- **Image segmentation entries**

----

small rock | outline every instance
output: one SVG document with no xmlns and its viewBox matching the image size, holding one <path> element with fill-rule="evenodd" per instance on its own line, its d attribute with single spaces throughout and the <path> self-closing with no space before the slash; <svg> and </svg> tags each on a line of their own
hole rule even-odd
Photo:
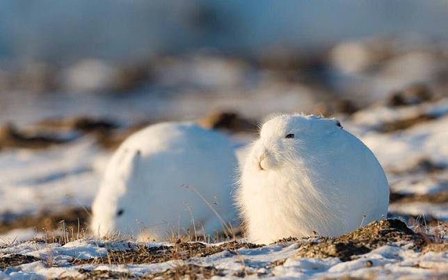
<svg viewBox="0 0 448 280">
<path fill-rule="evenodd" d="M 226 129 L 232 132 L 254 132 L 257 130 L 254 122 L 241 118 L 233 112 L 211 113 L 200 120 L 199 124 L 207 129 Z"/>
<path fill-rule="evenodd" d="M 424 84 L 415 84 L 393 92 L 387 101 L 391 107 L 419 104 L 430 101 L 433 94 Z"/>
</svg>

----

- **Prompt**
Quote the material exactly. Pictures stay out.

- **Solution to this exercise**
small rock | outline every instance
output: one SVG document with no xmlns and its viewBox matching the image size, holding one <path> element with fill-rule="evenodd" per instance on its own line, its d attribute with single spaces throughout and the <path> self-closing with no space before the slash; <svg> and </svg> tags each on a line of their own
hole rule even-odd
Photo:
<svg viewBox="0 0 448 280">
<path fill-rule="evenodd" d="M 226 129 L 232 132 L 254 132 L 257 130 L 254 122 L 241 118 L 233 112 L 211 113 L 200 120 L 199 124 L 207 129 Z"/>
<path fill-rule="evenodd" d="M 424 84 L 415 84 L 393 92 L 387 101 L 391 107 L 419 104 L 430 101 L 433 94 Z"/>
</svg>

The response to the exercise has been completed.